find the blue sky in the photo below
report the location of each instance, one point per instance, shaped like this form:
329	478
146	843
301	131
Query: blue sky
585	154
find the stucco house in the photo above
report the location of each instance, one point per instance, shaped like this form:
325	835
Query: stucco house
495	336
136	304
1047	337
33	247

• • • • •

Problem description> Reproduce the listing word for word, starting at the line containing "find the stucco house in the photo above" and ending at the final line of the listing.

Exercise result>
find the stucco house in the photo above
report the location of each instance, one point per instance, shaped like this form:
325	835
Query: stucco house
495	336
136	304
1047	337
33	247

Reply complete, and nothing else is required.